(Records)

---

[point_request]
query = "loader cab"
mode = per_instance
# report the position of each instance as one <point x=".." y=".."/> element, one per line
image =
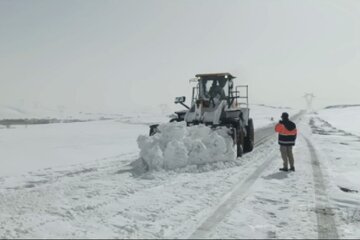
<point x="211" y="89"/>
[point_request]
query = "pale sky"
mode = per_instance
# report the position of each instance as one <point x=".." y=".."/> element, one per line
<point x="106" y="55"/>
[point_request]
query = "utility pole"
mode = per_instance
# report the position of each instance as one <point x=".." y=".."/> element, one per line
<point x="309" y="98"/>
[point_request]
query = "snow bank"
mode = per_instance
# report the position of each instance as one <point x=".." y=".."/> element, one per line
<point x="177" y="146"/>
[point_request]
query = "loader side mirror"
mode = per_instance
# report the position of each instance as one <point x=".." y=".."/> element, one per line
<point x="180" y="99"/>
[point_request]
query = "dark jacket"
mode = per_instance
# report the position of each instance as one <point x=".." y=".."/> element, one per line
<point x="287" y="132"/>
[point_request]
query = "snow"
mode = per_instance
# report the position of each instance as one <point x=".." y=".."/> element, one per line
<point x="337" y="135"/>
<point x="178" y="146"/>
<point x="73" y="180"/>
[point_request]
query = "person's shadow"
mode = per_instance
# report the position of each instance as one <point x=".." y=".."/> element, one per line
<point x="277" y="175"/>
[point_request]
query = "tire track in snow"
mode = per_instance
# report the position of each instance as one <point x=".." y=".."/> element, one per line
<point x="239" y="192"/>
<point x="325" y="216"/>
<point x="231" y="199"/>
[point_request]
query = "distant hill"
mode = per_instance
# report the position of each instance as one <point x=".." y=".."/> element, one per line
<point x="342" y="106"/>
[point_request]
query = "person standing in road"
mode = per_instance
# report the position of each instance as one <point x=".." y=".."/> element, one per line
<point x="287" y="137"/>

---

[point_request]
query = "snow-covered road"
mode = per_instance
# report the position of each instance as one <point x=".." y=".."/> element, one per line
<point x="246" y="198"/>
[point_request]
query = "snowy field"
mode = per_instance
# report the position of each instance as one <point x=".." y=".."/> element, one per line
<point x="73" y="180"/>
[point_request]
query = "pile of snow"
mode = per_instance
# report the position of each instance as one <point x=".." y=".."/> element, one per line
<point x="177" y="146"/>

---

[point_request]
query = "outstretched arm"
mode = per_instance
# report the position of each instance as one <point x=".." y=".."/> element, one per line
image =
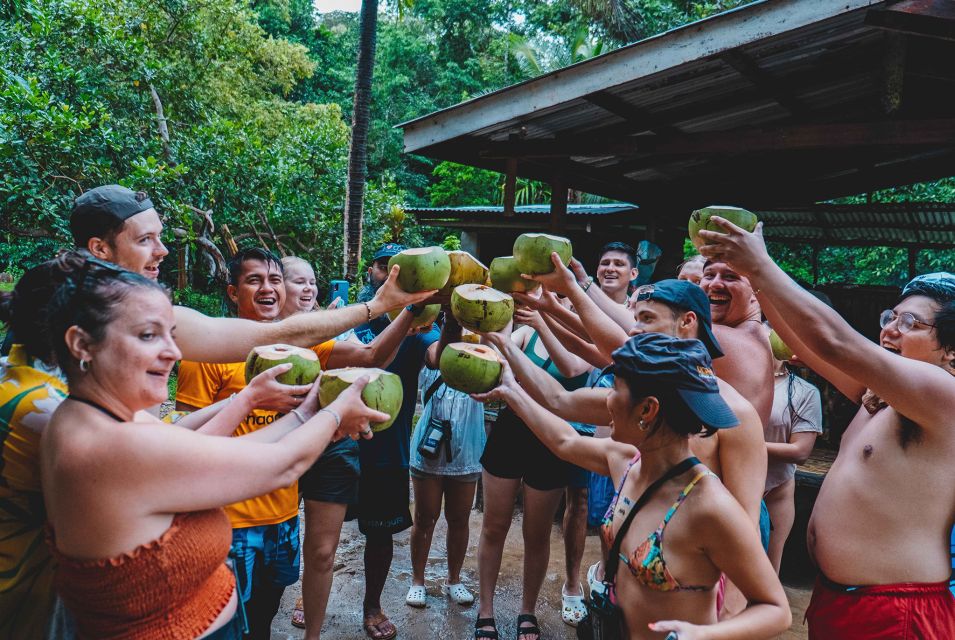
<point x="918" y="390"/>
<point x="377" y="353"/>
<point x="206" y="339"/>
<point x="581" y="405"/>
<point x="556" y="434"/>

---

Exercise directions:
List each line in the items that contains the string "person".

Output of the task:
query = "person's shadow"
query = "person standing in road"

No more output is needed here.